**AUSGANGSTEXT:**
********************

Phillip und Cornelia Heidegger aus Augsburg sind seit über 20 Jahren ein Paar - und seit mehr als zehn Jahren standesamtlich verheiratet. Für die kirchliche Hochzeit aber war einfach keine Zeit: Ihre drei Kinder kamen auf die Welt, beruflich gab es viele Veränderungen, erzählt der Informatik-Professor. Dann hörten sie davon, dass in der Schlosskirche im oberbayerischen Neuburg an der Donau Spontanhochzeiten angeboten werden.
Erst hätten sie darüber nur Spaßes halber diskutiert, berichtet Heidegger. Am Abend vorher hätten sie dann doch ein langes und intensives Gespräch geführt: "Weil etwas spontan und unkompliziert ist, heißt es ja nicht, dass etwas weniger wichtig ist", erzählt er weiter.
Zum Tag der Trauung kamen sie gut gekleidet, auch eines der Kinder war dabei. Es sei wie eine Bestätigung und ein Versprechen gewesen, "dass wir die Beziehung weiterführen wollen, dass wir ein Leben lang zusammenbleiben wollen - auch im veränderten Kontext", erläutert er. Und: "Ich habe mich sehr verbunden mit meiner Frau gefühlt, weil wir es spontan gemacht haben und es etwas ganz Besonderes war."

********************

**AUFGABE 1:** Schreiben Sie aus dem Ausgangstext den Abschnitt von „Phillip und Cornelia“ bis einschließlich „Spontanhochzeiten angeboten werden.“ wortgetreu ab.
**AUFGABE 2:** Übertragen Sie diesen Satz aus dem Ausgangstext ins Englische: „Zum Tag der Trauung kamen sie gut gekleidet, auch eines der Kinder war dabei.“
Die Auflistung stammt aus einer anderen Quelle.

********************

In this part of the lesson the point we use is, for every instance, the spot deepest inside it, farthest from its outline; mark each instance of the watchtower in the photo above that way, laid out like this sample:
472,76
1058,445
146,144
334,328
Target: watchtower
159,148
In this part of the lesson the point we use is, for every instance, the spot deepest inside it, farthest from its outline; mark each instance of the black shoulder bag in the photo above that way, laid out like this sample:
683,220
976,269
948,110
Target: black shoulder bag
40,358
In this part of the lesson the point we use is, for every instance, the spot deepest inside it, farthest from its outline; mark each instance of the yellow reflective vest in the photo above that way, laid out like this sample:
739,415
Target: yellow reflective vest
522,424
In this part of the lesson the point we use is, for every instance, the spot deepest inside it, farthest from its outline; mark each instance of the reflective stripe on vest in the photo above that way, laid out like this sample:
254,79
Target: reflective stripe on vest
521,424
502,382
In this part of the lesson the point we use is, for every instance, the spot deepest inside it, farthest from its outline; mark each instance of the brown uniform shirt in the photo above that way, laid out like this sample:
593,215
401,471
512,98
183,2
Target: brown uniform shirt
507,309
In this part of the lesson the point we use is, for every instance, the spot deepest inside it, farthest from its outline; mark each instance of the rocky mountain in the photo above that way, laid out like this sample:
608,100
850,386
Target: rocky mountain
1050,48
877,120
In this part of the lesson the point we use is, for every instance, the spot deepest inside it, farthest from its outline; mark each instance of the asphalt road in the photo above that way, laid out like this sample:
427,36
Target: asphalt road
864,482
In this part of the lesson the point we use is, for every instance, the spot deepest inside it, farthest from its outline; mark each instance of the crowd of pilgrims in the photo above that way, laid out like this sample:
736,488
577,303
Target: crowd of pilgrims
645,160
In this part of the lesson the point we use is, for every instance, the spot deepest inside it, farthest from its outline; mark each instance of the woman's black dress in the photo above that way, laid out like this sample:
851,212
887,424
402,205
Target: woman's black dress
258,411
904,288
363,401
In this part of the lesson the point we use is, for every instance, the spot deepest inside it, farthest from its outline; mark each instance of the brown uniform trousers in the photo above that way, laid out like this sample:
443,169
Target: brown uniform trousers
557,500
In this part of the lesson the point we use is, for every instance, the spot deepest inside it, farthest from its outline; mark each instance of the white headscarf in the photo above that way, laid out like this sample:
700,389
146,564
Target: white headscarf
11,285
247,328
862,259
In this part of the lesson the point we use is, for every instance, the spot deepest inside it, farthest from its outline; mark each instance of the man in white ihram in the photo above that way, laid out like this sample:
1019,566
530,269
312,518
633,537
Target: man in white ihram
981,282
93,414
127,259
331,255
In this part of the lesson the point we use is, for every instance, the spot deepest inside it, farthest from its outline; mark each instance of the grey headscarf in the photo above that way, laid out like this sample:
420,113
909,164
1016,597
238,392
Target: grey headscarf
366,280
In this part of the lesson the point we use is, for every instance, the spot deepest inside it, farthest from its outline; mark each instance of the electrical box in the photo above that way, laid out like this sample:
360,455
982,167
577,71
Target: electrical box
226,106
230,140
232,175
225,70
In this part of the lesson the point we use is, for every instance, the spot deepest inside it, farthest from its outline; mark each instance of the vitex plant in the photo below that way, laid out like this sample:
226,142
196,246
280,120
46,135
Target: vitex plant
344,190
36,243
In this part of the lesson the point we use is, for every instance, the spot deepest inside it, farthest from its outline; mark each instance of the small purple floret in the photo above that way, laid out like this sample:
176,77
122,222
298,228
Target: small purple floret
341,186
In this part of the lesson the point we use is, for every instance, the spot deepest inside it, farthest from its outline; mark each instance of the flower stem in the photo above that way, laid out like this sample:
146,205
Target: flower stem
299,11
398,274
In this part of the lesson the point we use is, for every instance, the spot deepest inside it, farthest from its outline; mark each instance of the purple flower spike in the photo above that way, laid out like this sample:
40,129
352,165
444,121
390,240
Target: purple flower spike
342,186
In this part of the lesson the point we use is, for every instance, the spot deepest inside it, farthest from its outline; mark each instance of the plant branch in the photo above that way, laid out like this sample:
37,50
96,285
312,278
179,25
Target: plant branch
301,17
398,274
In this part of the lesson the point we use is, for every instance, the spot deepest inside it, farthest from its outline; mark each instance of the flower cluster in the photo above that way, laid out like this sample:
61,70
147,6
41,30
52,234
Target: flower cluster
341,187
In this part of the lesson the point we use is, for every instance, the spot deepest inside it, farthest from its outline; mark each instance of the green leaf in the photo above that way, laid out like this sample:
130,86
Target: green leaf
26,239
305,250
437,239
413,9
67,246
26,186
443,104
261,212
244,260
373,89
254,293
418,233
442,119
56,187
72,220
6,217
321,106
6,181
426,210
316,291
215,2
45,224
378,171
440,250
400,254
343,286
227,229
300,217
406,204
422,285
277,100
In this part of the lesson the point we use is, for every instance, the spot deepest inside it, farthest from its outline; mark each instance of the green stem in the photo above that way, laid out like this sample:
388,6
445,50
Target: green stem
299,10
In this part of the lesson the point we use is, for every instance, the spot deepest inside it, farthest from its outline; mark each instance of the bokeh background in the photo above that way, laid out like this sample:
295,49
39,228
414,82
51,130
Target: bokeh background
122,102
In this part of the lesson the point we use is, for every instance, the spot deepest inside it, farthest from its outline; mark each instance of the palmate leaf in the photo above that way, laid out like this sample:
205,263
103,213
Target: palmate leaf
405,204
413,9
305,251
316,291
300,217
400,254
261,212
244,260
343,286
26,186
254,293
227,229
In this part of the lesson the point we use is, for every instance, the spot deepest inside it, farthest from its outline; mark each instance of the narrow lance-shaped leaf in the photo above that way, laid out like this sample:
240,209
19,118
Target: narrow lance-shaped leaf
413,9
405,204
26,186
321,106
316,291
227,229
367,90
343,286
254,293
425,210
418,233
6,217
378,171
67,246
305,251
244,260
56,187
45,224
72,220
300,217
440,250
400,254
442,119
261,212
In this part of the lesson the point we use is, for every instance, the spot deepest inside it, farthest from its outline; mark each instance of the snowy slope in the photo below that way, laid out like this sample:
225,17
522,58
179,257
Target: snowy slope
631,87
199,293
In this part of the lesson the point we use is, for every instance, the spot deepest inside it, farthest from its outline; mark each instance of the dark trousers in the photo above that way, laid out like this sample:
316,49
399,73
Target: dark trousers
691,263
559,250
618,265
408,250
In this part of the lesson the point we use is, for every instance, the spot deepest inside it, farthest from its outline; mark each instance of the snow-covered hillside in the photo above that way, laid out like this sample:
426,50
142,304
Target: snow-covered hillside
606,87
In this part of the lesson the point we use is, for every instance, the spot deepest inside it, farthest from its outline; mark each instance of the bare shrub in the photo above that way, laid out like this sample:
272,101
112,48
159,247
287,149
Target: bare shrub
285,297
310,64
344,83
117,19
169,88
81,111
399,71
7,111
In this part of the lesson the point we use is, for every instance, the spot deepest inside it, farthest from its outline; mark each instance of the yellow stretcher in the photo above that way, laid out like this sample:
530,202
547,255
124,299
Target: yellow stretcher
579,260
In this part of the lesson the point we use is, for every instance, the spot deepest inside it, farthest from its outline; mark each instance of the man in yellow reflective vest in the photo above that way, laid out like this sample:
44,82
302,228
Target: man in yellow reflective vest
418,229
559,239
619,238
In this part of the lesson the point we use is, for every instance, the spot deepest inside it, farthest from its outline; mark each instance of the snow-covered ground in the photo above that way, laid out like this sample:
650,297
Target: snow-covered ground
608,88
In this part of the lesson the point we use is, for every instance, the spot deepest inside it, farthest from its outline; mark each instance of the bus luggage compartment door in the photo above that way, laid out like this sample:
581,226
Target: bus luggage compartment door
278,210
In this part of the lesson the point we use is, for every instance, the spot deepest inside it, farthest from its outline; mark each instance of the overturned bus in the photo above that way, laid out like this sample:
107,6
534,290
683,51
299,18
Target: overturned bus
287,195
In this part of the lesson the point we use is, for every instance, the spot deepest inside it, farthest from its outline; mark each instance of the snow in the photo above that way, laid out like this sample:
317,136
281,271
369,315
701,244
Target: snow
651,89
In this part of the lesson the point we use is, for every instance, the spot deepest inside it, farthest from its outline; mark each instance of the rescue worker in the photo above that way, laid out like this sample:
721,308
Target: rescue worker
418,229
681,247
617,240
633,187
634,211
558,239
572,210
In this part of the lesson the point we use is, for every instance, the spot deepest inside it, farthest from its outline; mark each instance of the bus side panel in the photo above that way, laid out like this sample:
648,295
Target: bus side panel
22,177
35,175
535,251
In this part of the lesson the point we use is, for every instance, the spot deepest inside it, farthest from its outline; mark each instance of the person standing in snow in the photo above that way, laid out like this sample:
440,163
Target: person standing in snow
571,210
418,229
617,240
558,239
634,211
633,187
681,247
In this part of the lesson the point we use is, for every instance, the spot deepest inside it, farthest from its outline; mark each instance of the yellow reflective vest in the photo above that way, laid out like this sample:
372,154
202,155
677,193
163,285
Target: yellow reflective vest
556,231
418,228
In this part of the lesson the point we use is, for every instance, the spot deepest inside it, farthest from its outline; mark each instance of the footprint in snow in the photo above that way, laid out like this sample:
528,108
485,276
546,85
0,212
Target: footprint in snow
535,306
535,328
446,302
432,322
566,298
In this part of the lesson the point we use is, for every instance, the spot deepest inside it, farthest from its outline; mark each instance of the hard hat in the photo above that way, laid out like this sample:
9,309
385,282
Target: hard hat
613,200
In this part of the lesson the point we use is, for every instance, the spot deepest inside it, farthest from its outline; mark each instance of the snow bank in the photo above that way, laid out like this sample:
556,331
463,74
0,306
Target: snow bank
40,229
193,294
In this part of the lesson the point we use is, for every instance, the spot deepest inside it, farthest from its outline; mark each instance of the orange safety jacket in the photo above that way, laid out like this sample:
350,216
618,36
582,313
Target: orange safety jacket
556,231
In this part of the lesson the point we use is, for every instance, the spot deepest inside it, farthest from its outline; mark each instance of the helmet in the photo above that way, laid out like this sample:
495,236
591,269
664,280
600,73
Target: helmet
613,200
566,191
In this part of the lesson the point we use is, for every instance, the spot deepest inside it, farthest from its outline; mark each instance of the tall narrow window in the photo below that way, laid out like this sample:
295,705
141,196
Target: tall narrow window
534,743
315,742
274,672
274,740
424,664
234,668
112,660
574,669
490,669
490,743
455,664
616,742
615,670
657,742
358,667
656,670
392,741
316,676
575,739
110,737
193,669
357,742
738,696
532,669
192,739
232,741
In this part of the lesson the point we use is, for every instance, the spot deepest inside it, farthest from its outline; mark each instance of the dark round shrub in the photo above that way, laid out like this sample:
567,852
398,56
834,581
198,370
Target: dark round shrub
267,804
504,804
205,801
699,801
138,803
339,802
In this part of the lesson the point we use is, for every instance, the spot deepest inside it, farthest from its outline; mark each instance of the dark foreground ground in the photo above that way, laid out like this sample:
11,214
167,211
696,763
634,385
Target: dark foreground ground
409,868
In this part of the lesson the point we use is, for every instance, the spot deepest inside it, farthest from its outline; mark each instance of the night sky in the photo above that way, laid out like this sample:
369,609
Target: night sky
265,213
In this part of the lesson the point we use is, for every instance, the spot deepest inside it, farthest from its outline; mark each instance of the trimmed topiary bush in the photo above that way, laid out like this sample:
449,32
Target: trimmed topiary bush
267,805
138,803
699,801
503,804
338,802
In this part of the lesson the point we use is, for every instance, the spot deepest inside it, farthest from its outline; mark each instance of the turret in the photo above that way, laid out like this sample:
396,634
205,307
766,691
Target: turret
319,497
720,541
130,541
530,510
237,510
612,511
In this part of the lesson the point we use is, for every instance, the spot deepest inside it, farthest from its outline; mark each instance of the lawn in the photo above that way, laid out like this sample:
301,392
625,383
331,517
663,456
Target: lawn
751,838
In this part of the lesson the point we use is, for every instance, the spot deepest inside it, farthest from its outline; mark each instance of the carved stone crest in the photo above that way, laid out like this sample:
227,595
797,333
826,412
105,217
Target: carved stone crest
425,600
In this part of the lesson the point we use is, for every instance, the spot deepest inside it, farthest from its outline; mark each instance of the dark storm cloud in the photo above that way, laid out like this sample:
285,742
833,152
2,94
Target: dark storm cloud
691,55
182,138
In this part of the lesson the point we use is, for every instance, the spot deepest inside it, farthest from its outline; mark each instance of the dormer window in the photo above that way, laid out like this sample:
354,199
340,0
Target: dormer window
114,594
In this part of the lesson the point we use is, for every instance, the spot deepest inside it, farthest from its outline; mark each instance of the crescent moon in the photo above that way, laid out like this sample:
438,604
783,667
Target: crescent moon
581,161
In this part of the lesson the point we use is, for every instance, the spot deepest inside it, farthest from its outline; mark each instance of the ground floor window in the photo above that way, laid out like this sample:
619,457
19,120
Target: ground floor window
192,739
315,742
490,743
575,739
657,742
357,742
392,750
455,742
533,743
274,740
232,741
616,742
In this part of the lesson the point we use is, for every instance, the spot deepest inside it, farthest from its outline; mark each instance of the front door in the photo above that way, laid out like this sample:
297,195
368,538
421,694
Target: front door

********************

**LÖSUNG 1:**
Phillip und Cornelia Heidegger aus Augsburg sind seit über 20 Jahren ein Paar - und seit mehr als zehn Jahren standesamtlich verheiratet. Für die kirchliche Hochzeit aber war einfach keine Zeit: Ihre drei Kinder kamen auf die Welt, beruflich gab es viele Veränderungen, erzählt der Informatik-Professor. Dann hörten sie davon, dass in der Schlosskirche im oberbayerischen Neuburg an der Donau Spontanhochzeiten angeboten werden.

**LÖSUNG 2:** On the day of the wedding they arrived well dressed, and one of the children was there too.